Outline labeling lines:
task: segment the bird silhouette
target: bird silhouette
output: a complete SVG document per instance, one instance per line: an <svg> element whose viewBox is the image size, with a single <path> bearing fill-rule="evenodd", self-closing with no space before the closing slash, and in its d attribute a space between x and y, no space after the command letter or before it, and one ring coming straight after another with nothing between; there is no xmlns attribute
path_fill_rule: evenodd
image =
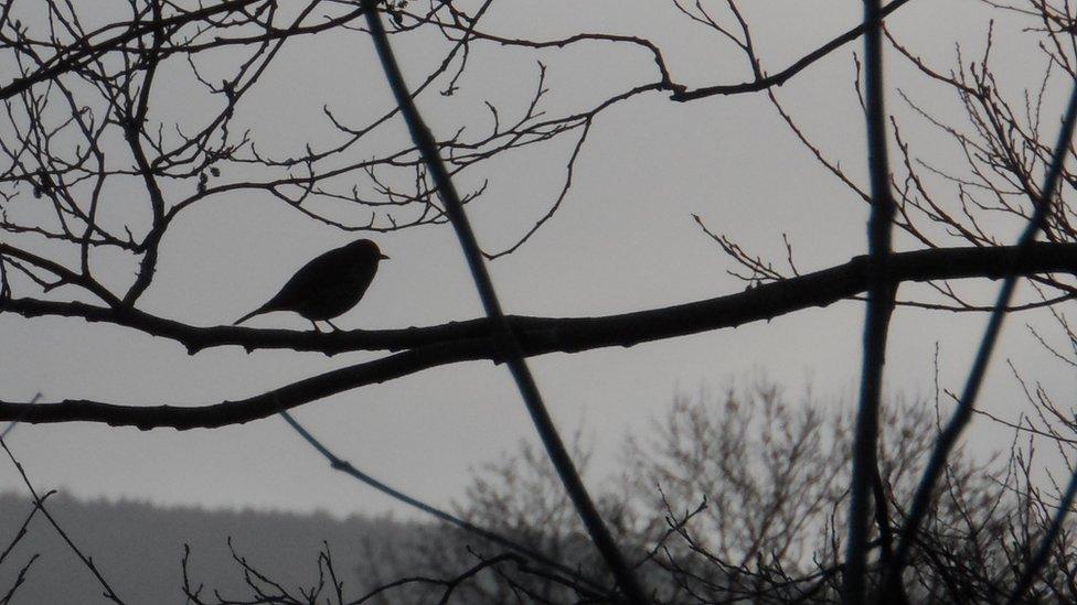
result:
<svg viewBox="0 0 1077 605"><path fill-rule="evenodd" d="M377 263L388 257L369 239L330 250L296 271L269 302L236 320L232 325L273 311L294 311L314 324L343 315L355 306L377 272Z"/></svg>

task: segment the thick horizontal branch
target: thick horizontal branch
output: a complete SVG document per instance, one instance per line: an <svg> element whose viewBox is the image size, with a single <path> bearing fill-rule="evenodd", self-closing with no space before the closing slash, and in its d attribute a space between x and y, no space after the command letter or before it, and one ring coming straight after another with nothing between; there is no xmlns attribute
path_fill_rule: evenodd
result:
<svg viewBox="0 0 1077 605"><path fill-rule="evenodd" d="M889 261L889 279L900 283L1077 272L1077 244L1037 244L1020 259L1014 252L1013 247L998 247L896 253ZM607 346L627 347L769 320L811 306L827 306L865 291L867 267L867 257L856 257L845 264L823 271L686 304L605 317L510 316L509 321L527 356L576 353ZM238 345L250 350L290 348L327 354L410 349L314 376L241 401L202 407L117 406L85 400L38 404L0 402L0 421L92 421L140 429L171 426L181 430L223 426L266 418L334 393L441 365L478 359L500 360L489 338L484 318L406 329L319 334L231 326L192 327L139 311L29 299L0 301L0 311L25 316L66 315L115 323L179 341L191 350L222 345Z"/></svg>

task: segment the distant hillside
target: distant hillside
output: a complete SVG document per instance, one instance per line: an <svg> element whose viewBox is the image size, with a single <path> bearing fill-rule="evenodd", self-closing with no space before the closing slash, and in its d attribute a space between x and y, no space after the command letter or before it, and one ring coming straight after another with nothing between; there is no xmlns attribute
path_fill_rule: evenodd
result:
<svg viewBox="0 0 1077 605"><path fill-rule="evenodd" d="M204 585L210 595L220 591L223 597L248 598L250 593L244 590L239 568L228 551L228 537L253 566L289 590L317 582L318 553L326 541L346 596L356 598L365 586L378 581L371 577L371 553L380 559L387 544L409 543L429 531L422 523L384 517L337 520L328 515L161 508L129 501L79 501L62 494L49 498L46 505L129 605L185 602L181 590L184 543L191 545L192 585ZM0 552L31 509L30 500L0 494ZM12 605L108 603L89 571L40 514L0 565L0 601L19 569L35 553L41 557ZM386 563L378 563L384 571Z"/></svg>

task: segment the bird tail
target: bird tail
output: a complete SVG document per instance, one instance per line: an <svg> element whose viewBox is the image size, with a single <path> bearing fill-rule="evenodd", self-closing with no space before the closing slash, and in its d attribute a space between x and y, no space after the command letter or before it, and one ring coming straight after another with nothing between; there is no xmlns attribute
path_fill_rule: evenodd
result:
<svg viewBox="0 0 1077 605"><path fill-rule="evenodd" d="M238 320L236 320L235 323L232 324L232 325L239 325L243 322L249 320L250 317L254 317L255 315L260 315L260 314L265 313L266 311L267 311L267 309L265 306L259 306L258 309L255 309L250 313L247 313L246 315L244 315L244 316L239 317Z"/></svg>

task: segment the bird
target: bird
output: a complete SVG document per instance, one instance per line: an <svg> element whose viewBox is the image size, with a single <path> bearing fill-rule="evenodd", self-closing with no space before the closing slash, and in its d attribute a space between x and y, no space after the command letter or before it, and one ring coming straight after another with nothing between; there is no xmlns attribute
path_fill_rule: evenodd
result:
<svg viewBox="0 0 1077 605"><path fill-rule="evenodd" d="M314 324L323 321L340 329L331 318L355 306L374 280L377 264L388 257L369 239L329 250L303 264L296 274L269 299L269 302L236 320L232 325L273 311L292 311Z"/></svg>

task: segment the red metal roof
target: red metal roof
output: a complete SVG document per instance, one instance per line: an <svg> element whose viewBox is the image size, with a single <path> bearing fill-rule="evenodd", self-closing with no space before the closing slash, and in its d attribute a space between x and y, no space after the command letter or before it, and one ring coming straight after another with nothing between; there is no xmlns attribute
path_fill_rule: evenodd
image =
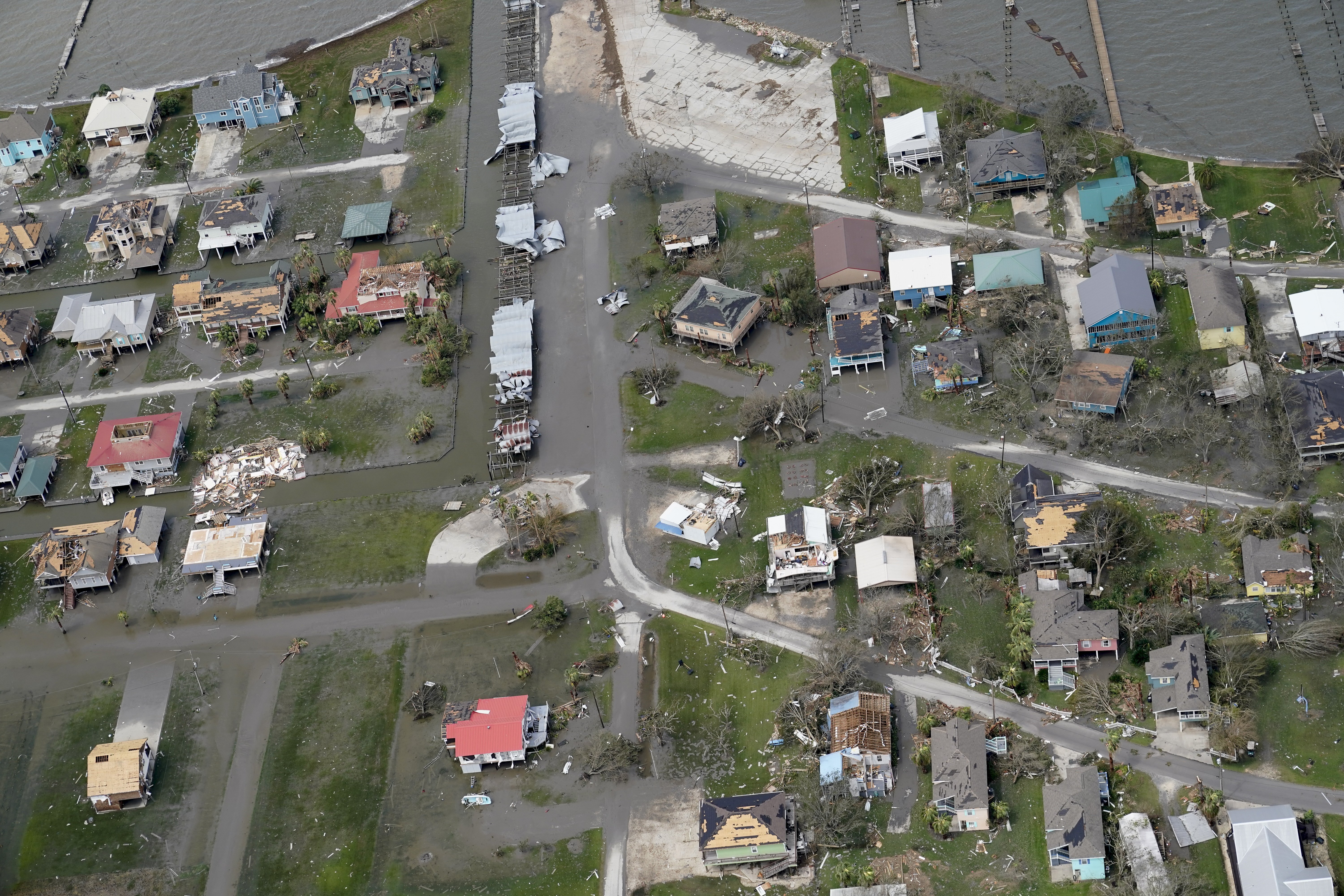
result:
<svg viewBox="0 0 1344 896"><path fill-rule="evenodd" d="M444 739L454 742L458 756L521 750L526 713L527 696L478 700L470 719L444 725Z"/></svg>
<svg viewBox="0 0 1344 896"><path fill-rule="evenodd" d="M149 422L149 438L129 442L113 442L112 430L124 423ZM108 466L109 463L132 463L134 461L157 461L172 457L177 445L177 431L181 429L181 414L146 414L126 416L120 420L103 420L93 437L86 466Z"/></svg>

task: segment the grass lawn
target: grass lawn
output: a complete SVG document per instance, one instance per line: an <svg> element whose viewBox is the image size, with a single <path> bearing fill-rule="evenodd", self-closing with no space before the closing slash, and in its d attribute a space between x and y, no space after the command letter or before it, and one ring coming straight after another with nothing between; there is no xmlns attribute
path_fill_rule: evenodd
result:
<svg viewBox="0 0 1344 896"><path fill-rule="evenodd" d="M722 442L737 433L739 398L728 398L695 383L679 383L665 392L667 403L653 407L632 377L621 380L626 450L671 451L687 445ZM700 430L696 433L695 430Z"/></svg>
<svg viewBox="0 0 1344 896"><path fill-rule="evenodd" d="M124 684L125 678L118 678L110 688L94 685L90 696L74 705L47 751L32 801L34 810L19 848L23 880L163 866L164 841L149 834L168 833L196 780L194 766L203 717L198 712L202 700L195 680L190 674L179 674L164 716L161 755L155 762L153 798L146 807L136 811L94 815L87 802L74 798L75 794L83 795L83 785L71 782L78 782L86 772L89 751L112 740ZM203 883L185 884L184 891Z"/></svg>
<svg viewBox="0 0 1344 896"><path fill-rule="evenodd" d="M98 423L106 404L89 404L75 408L75 423L70 424L66 418L66 429L56 443L56 478L47 493L51 498L73 498L77 494L89 492L89 450L93 447L93 437L98 433Z"/></svg>
<svg viewBox="0 0 1344 896"><path fill-rule="evenodd" d="M438 58L439 78L444 81L441 93L448 93L442 102L435 98L435 105L457 102L465 95L469 77L470 17L468 0L431 0L368 31L325 44L276 67L276 77L298 99L298 111L280 128L258 128L249 133L239 171L358 157L364 145L364 134L355 128L349 73L355 66L386 56L388 42L396 36L410 38L415 51L421 52L419 44L438 34L444 46L423 50ZM448 121L429 130L442 128ZM302 150L292 138L293 128L288 126L296 122L304 136ZM410 140L407 149L411 149Z"/></svg>
<svg viewBox="0 0 1344 896"><path fill-rule="evenodd" d="M429 545L450 519L444 501L439 492L409 492L274 508L259 613L286 606L294 588L421 578Z"/></svg>
<svg viewBox="0 0 1344 896"><path fill-rule="evenodd" d="M286 664L239 893L368 888L405 652L337 635Z"/></svg>
<svg viewBox="0 0 1344 896"><path fill-rule="evenodd" d="M855 59L837 59L831 66L831 82L840 122L840 171L845 195L876 199L878 137L868 98L868 67ZM868 132L874 133L868 133ZM859 134L853 137L853 134Z"/></svg>
<svg viewBox="0 0 1344 896"><path fill-rule="evenodd" d="M649 619L645 631L657 638L659 709L681 707L673 721L673 768L660 774L707 774L706 795L759 793L770 771L758 759L775 733L774 711L804 678L805 660L788 652L765 672L749 668L723 645L723 629L687 617L667 614ZM708 635L708 643L706 643ZM677 661L695 670L688 674ZM722 664L722 666L720 666ZM722 707L732 707L732 750L726 756L703 755L707 746L696 725Z"/></svg>
<svg viewBox="0 0 1344 896"><path fill-rule="evenodd" d="M13 622L36 592L32 562L23 556L31 547L32 541L0 544L0 629Z"/></svg>

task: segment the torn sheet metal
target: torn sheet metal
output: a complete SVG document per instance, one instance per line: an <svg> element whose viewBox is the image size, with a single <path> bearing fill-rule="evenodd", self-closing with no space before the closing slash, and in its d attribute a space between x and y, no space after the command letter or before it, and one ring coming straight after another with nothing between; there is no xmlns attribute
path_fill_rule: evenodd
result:
<svg viewBox="0 0 1344 896"><path fill-rule="evenodd" d="M551 175L559 175L563 177L570 172L570 160L564 156L554 156L548 152L539 152L532 157L528 164L528 171L532 175L532 185L540 187L542 181Z"/></svg>

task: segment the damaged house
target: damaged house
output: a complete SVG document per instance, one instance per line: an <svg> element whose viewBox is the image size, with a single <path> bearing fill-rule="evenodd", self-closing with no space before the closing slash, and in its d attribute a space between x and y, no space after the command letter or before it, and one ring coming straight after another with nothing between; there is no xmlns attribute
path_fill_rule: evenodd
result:
<svg viewBox="0 0 1344 896"><path fill-rule="evenodd" d="M450 703L444 707L444 743L465 772L505 762L512 768L546 743L550 712L526 695Z"/></svg>
<svg viewBox="0 0 1344 896"><path fill-rule="evenodd" d="M848 782L853 797L886 797L891 774L891 703L884 693L853 690L827 709L831 752L821 756L821 783Z"/></svg>
<svg viewBox="0 0 1344 896"><path fill-rule="evenodd" d="M797 868L798 806L778 791L702 799L699 846L706 869L769 862L754 869L766 879Z"/></svg>
<svg viewBox="0 0 1344 896"><path fill-rule="evenodd" d="M766 521L765 590L797 591L836 576L840 548L831 543L831 520L821 508L801 506Z"/></svg>

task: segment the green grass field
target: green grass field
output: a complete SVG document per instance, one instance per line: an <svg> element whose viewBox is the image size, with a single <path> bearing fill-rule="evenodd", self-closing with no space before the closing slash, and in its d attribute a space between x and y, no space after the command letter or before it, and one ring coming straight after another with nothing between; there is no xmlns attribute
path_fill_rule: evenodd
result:
<svg viewBox="0 0 1344 896"><path fill-rule="evenodd" d="M659 709L680 707L672 725L673 764L663 776L692 776L708 772L706 795L759 793L770 772L759 758L774 736L774 711L802 681L805 660L770 649L778 657L765 672L749 668L723 643L723 629L687 617L667 614L649 619L645 631L657 638ZM708 642L707 642L708 641ZM679 668L677 661L685 666ZM722 664L722 666L720 666ZM689 674L687 668L694 669ZM703 756L703 739L696 727L711 713L732 708L732 750L727 756Z"/></svg>
<svg viewBox="0 0 1344 896"><path fill-rule="evenodd" d="M368 887L405 650L337 635L286 664L239 893Z"/></svg>

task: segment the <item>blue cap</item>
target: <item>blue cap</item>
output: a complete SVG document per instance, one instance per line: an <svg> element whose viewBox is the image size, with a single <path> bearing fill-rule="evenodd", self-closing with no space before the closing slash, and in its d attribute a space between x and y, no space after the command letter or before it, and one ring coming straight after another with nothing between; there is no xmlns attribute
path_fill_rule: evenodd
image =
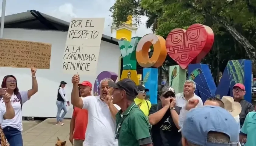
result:
<svg viewBox="0 0 256 146"><path fill-rule="evenodd" d="M235 146L239 132L236 120L228 112L219 106L204 106L192 110L187 115L181 133L182 137L192 144L201 146ZM230 143L207 142L210 131L229 136Z"/></svg>

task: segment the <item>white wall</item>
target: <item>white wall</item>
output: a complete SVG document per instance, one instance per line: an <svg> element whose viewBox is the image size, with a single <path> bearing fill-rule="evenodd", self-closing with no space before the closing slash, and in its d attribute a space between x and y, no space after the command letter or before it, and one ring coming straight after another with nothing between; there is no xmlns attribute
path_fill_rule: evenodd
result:
<svg viewBox="0 0 256 146"><path fill-rule="evenodd" d="M62 57L64 53L67 33L60 31L14 29L5 29L4 38L33 41L52 44L50 69L38 69L36 72L38 91L30 99L24 104L22 116L37 117L56 117L57 107L55 102L57 89L60 82L67 83L65 89L66 97L70 100L73 75L62 72ZM118 73L119 62L121 52L119 47L101 41L97 74L93 76L80 75L80 80L88 80L93 84L97 75L101 71L110 71ZM30 70L28 68L1 67L0 84L3 77L12 75L17 79L20 91L27 90L32 87ZM72 105L68 106L68 113L65 117L71 117L73 111Z"/></svg>

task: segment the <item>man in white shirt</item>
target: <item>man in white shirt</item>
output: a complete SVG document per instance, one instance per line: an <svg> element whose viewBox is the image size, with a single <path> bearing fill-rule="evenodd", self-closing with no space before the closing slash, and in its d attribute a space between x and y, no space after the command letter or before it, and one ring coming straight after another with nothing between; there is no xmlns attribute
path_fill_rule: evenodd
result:
<svg viewBox="0 0 256 146"><path fill-rule="evenodd" d="M117 146L118 142L115 138L115 116L121 108L112 103L113 88L108 85L108 82L113 80L107 78L101 81L99 96L79 98L80 79L77 75L72 78L71 102L75 106L88 110L88 123L83 146Z"/></svg>
<svg viewBox="0 0 256 146"><path fill-rule="evenodd" d="M191 80L185 82L183 88L183 92L178 93L175 96L176 106L183 107L190 99L193 98L199 101L198 106L203 106L203 101L201 98L196 95L194 92L196 90L196 83Z"/></svg>

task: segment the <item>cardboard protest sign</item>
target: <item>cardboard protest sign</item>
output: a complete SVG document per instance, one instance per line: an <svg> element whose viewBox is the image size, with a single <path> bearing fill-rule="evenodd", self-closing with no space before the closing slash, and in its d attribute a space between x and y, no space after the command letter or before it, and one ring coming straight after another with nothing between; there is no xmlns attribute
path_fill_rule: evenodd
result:
<svg viewBox="0 0 256 146"><path fill-rule="evenodd" d="M0 67L49 69L52 44L0 39Z"/></svg>
<svg viewBox="0 0 256 146"><path fill-rule="evenodd" d="M64 72L95 75L105 21L104 18L72 20L63 55Z"/></svg>

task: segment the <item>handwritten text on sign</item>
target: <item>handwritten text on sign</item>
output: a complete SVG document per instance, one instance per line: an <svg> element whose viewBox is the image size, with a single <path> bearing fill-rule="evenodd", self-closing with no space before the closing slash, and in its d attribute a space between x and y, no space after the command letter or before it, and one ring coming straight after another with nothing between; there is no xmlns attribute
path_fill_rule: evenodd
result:
<svg viewBox="0 0 256 146"><path fill-rule="evenodd" d="M0 67L49 69L52 45L0 39Z"/></svg>
<svg viewBox="0 0 256 146"><path fill-rule="evenodd" d="M69 25L62 69L70 74L95 75L105 18L74 18Z"/></svg>

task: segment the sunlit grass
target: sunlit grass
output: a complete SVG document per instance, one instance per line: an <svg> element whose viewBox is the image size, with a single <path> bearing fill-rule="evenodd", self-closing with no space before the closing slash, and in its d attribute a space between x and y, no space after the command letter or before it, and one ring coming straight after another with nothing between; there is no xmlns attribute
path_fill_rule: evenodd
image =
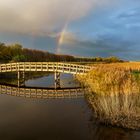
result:
<svg viewBox="0 0 140 140"><path fill-rule="evenodd" d="M100 122L140 128L138 75L120 65L105 64L78 79L89 89L87 98Z"/></svg>

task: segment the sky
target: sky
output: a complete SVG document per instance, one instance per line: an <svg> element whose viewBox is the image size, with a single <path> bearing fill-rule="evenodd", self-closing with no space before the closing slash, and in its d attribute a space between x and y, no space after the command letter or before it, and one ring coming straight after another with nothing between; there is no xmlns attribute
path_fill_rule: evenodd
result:
<svg viewBox="0 0 140 140"><path fill-rule="evenodd" d="M140 0L0 0L0 42L140 60Z"/></svg>

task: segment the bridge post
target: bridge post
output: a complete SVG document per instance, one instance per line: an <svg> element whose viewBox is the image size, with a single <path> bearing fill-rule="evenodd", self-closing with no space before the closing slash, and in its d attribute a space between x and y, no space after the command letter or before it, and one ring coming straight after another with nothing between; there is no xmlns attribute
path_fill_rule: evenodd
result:
<svg viewBox="0 0 140 140"><path fill-rule="evenodd" d="M60 73L59 72L54 73L54 84L55 84L55 89L60 88Z"/></svg>
<svg viewBox="0 0 140 140"><path fill-rule="evenodd" d="M20 87L20 72L17 73L18 87Z"/></svg>
<svg viewBox="0 0 140 140"><path fill-rule="evenodd" d="M21 77L21 74L22 74L22 77ZM18 87L20 87L21 85L25 86L25 72L24 71L23 72L18 71L17 79L18 79Z"/></svg>

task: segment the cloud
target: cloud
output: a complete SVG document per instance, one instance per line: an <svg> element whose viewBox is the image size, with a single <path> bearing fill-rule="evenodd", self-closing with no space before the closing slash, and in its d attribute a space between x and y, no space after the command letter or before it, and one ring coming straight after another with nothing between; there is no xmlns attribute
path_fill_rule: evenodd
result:
<svg viewBox="0 0 140 140"><path fill-rule="evenodd" d="M0 31L46 35L116 0L1 0Z"/></svg>

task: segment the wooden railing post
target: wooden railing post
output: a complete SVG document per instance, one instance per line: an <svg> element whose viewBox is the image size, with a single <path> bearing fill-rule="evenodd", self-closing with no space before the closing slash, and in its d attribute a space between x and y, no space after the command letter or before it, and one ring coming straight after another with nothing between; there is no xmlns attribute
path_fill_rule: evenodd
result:
<svg viewBox="0 0 140 140"><path fill-rule="evenodd" d="M55 72L54 73L54 84L55 84L55 89L60 88L60 73L59 72Z"/></svg>

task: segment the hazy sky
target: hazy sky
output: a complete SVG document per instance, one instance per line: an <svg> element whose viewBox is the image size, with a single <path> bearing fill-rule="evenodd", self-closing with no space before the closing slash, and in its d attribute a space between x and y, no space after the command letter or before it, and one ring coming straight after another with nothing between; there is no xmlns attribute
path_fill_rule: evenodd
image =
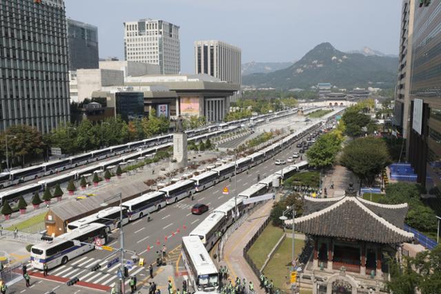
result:
<svg viewBox="0 0 441 294"><path fill-rule="evenodd" d="M398 54L401 0L65 0L66 14L98 27L99 55L123 59L123 22L160 19L181 27L181 70L194 72L193 43L242 48L243 63L299 59L330 42Z"/></svg>

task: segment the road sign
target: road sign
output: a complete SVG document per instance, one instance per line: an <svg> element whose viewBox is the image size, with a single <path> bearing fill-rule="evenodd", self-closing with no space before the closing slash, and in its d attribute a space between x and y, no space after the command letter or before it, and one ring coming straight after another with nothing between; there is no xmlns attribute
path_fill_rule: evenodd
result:
<svg viewBox="0 0 441 294"><path fill-rule="evenodd" d="M295 283L297 282L297 272L296 271L291 272L291 282Z"/></svg>
<svg viewBox="0 0 441 294"><path fill-rule="evenodd" d="M118 262L119 262L119 258L114 258L107 263L107 269L110 269L112 265L116 264Z"/></svg>
<svg viewBox="0 0 441 294"><path fill-rule="evenodd" d="M107 251L113 251L113 247L110 247L110 246L101 246L101 248L104 250L107 250Z"/></svg>

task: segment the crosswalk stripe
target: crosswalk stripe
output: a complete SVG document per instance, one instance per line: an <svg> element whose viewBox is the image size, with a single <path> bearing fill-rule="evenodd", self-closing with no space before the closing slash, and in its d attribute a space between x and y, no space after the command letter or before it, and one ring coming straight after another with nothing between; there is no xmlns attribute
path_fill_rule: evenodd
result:
<svg viewBox="0 0 441 294"><path fill-rule="evenodd" d="M96 273L96 272L95 271L95 272L92 272L92 273ZM84 282L89 282L92 281L92 280L94 280L96 277L97 277L99 275L101 275L101 274L102 274L102 273L98 273L96 275L94 275L94 276L93 276L93 277L90 277L89 279L86 280L85 280L85 281L84 281Z"/></svg>
<svg viewBox="0 0 441 294"><path fill-rule="evenodd" d="M81 264L78 264L78 265L77 265L77 266L83 266L84 264L88 264L88 263L91 263L91 262L94 262L94 263L96 263L94 261L94 262L92 262L92 260L94 260L94 258L90 258L90 260L87 260L85 262L83 262L83 263L81 263Z"/></svg>
<svg viewBox="0 0 441 294"><path fill-rule="evenodd" d="M57 273L57 271L61 271L61 269L64 269L65 267L66 267L66 266L65 266L65 265L62 265L62 266L60 266L60 267L57 267L57 268L56 268L56 269L52 269L52 271L50 271L49 272L49 273L50 273L50 274L51 274L51 275L52 275L52 274L54 274L54 273Z"/></svg>
<svg viewBox="0 0 441 294"><path fill-rule="evenodd" d="M95 283L95 284L98 284L99 281L101 281L101 280L104 280L104 279L105 279L105 278L106 278L106 277L107 277L109 275L110 275L110 273L106 273L105 275L104 275L103 276L102 276L102 277L100 277L99 279L94 280L94 283Z"/></svg>
<svg viewBox="0 0 441 294"><path fill-rule="evenodd" d="M73 262L73 263L70 264L70 265L75 265L75 264L76 264L77 263L81 262L82 262L83 260L85 260L86 258L88 258L88 257L87 257L87 256L85 256L85 257L83 257L83 258L81 258L81 259L80 259L80 260L76 260L75 262Z"/></svg>
<svg viewBox="0 0 441 294"><path fill-rule="evenodd" d="M96 273L96 271L91 271L91 272L90 272L89 273L86 273L86 274L85 274L85 275L84 275L83 277L79 277L80 280L81 280L81 281L82 281L82 280L83 280L84 279L85 279L86 277L88 277L88 276L90 276L90 275L94 274L94 273Z"/></svg>
<svg viewBox="0 0 441 294"><path fill-rule="evenodd" d="M72 273L75 273L76 271L79 271L80 269L79 269L79 269L72 269L72 271L70 271L70 272L68 272L68 273L66 273L65 275L62 275L61 277L68 277L68 276L69 276L69 275L72 275Z"/></svg>
<svg viewBox="0 0 441 294"><path fill-rule="evenodd" d="M68 271L72 271L72 267L69 266L68 268L65 269L64 271L61 271L59 273L57 273L57 275L61 275L61 274L63 274L63 273L65 273Z"/></svg>

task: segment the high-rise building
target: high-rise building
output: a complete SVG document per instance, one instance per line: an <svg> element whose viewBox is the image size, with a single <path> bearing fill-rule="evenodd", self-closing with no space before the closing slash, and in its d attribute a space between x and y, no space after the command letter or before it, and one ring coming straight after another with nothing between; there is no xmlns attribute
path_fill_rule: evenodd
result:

→ **Set problem**: Give back, with no changes, the lines from the one containing "task: segment the <item>blue cap</item>" to the one containing "57L64 53L67 33L60", both of those included. Leave the picture out of your answer.

→ **Task result**:
task: segment the <item>blue cap</item>
target: <item>blue cap</item>
output: a complete SVG document per instance, one instance per line: an <svg> element whose viewBox is the image size, with a single <path> bearing fill-rule="evenodd", self-closing with no space before the closing slash, and in its d attribute a space between x and y, no space after the command letter or before it, and one ring coming straight after another with nothing between; there is no xmlns attribute
path_fill_rule: evenodd
image =
result:
<svg viewBox="0 0 256 146"><path fill-rule="evenodd" d="M235 146L239 132L236 120L228 112L219 106L204 106L192 110L187 115L181 133L182 137L192 144L201 146ZM230 143L207 142L210 131L229 136Z"/></svg>

task: segment the <item>white wall</item>
target: <item>white wall</item>
output: a complete SVG document per instance, one instance per line: an <svg> element whose viewBox is the image size, with a single <path> bearing fill-rule="evenodd", self-closing with no space before the closing slash, and in its d attribute a space between x and y, no space after the command letter or before it, and one ring coming straight after another with nothing between; there is no xmlns attribute
path_fill_rule: evenodd
result:
<svg viewBox="0 0 256 146"><path fill-rule="evenodd" d="M62 57L64 53L67 33L60 31L14 29L5 29L4 38L33 41L52 44L50 69L38 69L36 72L38 91L30 99L24 104L22 116L37 117L56 117L57 107L55 102L57 89L60 82L67 83L65 89L66 97L70 100L73 75L62 72ZM118 73L119 62L121 52L119 47L101 41L97 74L93 76L80 75L80 80L88 80L93 84L97 75L101 71L110 71ZM30 70L28 68L1 67L0 84L3 77L12 75L17 79L20 91L27 90L32 87ZM72 105L68 106L68 113L65 117L71 117L73 111Z"/></svg>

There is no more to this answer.